**WORK ORDER A**:
According to the passage on The Jackson Laboratory, in what year was the Laboratory established as an independent non-profit institute?
**WORK ORDER B**:
Copy the stretch of the passage on The Jackson Laboratory from "Jackson was established" through "treatment and therapy.".

**DOCUMENT TEXT**:
§ §

2014 marks the 25th anniversary of my relationship with pioneering genetic science at The Jackson Laboratory.

Jackson was established as an independent non-profit institute in 1929 and is widely considered to be a world leader in mammalian genetics research—one of the greatest revolutions in scientific history. The mission of the Laboratory is to discover precise genomic solutions for disease and empower the global biomedical community in the shared quest to improve human health.

Modern genetic research has helped the world better understand and address many human health issues which impact quality of life for millions around the world. Applications range from cancer, heart disease and metabolic disorders to neurodegenerative disease and behavior. Jackson plays a critical role in relating genetic coding to resulting phenotype expressions. This cause-and-effect linkage is critical to understanding new opportunities for treatment and therapy.

§ §

**EXERCISE DATA**:
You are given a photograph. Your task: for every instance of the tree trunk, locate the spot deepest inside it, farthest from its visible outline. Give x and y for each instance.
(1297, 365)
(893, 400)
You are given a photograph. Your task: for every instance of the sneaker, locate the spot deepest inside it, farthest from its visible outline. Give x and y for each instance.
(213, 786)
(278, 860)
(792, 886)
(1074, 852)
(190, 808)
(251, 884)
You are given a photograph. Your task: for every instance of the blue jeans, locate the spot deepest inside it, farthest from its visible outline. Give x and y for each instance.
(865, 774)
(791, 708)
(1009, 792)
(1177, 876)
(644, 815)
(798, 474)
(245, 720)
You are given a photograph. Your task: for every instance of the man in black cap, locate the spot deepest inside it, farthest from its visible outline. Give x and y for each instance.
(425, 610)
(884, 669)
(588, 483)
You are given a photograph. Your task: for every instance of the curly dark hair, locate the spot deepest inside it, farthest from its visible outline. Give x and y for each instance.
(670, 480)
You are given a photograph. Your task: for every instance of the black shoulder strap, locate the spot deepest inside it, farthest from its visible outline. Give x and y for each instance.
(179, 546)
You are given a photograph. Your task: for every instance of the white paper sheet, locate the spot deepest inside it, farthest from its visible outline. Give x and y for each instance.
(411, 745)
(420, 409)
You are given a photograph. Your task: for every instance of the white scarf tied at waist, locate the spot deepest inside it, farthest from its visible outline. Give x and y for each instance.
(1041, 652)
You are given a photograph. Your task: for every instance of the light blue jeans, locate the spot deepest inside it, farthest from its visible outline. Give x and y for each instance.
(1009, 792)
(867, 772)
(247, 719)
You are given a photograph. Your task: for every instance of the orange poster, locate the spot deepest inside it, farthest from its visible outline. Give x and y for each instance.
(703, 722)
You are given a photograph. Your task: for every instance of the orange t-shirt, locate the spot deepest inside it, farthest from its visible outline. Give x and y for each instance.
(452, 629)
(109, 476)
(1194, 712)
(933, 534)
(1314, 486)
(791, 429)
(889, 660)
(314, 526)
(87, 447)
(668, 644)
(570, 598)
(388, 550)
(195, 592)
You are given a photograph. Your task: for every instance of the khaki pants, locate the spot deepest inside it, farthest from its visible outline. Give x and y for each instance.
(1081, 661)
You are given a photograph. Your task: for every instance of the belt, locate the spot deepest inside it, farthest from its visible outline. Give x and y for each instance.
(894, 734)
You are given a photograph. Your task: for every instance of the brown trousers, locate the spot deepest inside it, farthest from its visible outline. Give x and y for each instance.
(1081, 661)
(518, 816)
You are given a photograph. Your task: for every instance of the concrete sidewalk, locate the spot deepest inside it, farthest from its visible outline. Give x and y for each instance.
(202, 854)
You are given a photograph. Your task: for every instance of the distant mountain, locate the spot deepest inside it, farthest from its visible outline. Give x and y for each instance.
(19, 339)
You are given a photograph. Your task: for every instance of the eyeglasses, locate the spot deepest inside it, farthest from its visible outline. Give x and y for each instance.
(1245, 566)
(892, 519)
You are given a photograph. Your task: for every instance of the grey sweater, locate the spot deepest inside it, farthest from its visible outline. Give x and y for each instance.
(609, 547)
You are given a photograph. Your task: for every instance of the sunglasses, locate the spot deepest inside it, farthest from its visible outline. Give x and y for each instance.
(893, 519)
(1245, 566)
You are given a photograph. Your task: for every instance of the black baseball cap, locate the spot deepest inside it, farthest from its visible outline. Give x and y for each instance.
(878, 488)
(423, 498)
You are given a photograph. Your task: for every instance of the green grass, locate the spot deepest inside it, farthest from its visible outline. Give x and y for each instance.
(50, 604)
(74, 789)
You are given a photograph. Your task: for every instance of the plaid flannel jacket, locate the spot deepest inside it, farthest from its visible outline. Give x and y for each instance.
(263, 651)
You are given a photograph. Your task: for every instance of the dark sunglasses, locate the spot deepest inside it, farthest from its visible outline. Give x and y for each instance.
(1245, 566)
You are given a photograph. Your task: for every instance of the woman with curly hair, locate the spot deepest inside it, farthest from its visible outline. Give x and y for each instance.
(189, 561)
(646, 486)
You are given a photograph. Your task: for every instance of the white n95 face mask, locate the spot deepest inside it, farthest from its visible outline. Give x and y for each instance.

§ §

**YOUR SOLUTION A**:
1929

**YOUR SOLUTION B**:
Jackson was established as an independent non-profit institute in 1929 and is widely considered to be a world leader in mammalian genetics research—one of the greatest revolutions in scientific history. The mission of the Laboratory is to discover precise genomic solutions for disease and empower the global biomedical community in the shared quest to improve human health.

Modern genetic research has helped the world better understand and address many human health issues which impact quality of life for millions around the world. Applications range from cancer, heart disease and metabolic disorders to neurodegenerative disease and behavior. Jackson plays a critical role in relating genetic coding to resulting phenotype expressions. This cause-and-effect linkage is critical to understanding new opportunities for treatment and therapy.